DEINE AUFGABE:
Nenne die beiden Bundesländer, in denen Fracking laut dem Schreiben über Fracking insbesondere diskutiert wird.

VORLIEGENDER AUSZUG:
-*-*-

Sehr geehrter Herr Karstens,
sehr geehrter Herr Wülbern,

vielen Dank für Ihre Fragen. Fracking ist ein Thema, dass aufgrund der geologischen Gegebenheiten insbesondere bei uns in Schleswig-Holstein und in Niedersachsen diskutiert wird. In Anlage 3 des Berichts des Landesamtes für Bergbau, Energie und Geologie Niedersachsen sind die Gebiete in Schleswig-Holstein zu erkennen, in denen Kohlenwasserstoffe vermutet werden (1).

Ein paar Vorbemerkungen zu Ihren Fragen:

Derzeit gibt es im Wahlkreis 10, meinem Bundestagswahlkreis in Schleswig-Holstein, einen genehmigten Antrag auf „Aufsuchungsgenehmigung“ für die Suche nach Kohlenwasserstoffen. Betroffen ist ein Gebiet, in dem schon vor einigen Jahrzehnten Öl gefördert wurde. Eine Aufsuchungsgenehmigung entspricht dem Abstecken eines Claims, innerhalb dessen mit wissenschaftlichen Methoden lohnende Lagerstätten gesucht werden dürfen. Weitere Genehmigungen sind damit nicht verbunden – keine Bohrungen, seismischen Sprengungen oder ähnliches, auch keine Förderung.

-*-*-

[Einträge, einer Sammlung entnommen]
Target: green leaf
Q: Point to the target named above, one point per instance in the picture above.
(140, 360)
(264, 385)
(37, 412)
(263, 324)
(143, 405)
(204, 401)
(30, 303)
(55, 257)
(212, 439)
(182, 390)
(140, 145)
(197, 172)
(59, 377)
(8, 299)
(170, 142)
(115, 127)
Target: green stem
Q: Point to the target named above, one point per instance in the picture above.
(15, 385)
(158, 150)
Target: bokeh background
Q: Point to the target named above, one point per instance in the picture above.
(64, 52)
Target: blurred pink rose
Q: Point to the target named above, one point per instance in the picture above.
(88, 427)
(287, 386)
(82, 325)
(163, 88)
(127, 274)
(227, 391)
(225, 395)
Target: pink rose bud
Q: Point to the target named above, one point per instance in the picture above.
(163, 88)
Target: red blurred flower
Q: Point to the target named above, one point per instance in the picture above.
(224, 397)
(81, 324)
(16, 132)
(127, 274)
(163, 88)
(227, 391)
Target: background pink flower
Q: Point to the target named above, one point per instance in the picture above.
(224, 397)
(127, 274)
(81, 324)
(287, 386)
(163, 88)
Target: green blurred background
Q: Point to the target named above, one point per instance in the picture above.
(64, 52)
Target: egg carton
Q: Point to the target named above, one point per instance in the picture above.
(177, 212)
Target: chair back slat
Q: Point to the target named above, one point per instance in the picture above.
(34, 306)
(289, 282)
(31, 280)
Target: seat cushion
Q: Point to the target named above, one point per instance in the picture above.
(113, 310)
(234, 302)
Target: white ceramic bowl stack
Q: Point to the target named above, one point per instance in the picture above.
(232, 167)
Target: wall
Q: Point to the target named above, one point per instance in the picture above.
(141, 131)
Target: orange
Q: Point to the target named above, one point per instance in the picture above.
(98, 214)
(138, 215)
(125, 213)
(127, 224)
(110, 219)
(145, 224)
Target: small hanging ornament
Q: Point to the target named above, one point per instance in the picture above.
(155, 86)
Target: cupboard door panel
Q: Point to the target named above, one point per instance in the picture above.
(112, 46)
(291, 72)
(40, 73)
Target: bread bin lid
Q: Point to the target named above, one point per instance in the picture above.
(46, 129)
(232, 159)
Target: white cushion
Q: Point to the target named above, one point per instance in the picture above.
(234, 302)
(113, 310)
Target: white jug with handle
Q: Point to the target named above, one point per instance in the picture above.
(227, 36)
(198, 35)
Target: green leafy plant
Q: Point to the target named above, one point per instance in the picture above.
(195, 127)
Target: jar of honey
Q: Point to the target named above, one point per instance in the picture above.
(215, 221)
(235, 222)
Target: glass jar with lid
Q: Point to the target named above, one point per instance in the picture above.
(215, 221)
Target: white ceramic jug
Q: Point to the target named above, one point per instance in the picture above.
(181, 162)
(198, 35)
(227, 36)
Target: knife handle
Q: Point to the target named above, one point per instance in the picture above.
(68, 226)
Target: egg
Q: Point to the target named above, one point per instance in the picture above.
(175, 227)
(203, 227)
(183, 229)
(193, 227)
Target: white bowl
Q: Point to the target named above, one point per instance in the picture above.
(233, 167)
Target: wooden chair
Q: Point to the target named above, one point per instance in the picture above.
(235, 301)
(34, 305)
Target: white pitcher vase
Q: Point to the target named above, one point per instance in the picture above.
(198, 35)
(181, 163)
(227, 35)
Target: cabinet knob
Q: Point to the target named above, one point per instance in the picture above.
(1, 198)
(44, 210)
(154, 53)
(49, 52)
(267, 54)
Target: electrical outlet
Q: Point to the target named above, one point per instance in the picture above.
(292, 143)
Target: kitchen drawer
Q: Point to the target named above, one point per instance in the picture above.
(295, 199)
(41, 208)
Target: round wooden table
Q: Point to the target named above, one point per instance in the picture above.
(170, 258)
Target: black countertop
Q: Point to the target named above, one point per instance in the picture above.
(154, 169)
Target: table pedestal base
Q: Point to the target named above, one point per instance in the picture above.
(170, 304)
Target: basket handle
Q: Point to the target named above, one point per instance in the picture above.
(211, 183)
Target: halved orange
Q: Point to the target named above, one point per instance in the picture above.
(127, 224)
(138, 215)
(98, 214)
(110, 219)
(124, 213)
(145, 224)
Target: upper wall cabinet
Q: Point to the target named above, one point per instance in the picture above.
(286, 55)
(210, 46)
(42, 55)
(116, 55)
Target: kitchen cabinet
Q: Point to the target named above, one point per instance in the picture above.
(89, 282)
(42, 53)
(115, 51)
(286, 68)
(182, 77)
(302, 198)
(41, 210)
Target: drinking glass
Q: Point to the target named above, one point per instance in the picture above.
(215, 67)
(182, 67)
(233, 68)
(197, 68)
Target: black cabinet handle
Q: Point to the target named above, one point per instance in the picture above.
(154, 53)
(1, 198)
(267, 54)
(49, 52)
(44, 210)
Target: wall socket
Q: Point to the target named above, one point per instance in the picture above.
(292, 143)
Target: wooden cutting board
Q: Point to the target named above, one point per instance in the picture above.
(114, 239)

-*-*-

KORREKTE LÖSUNG:
Schleswig-Holstein und Niedersachsen.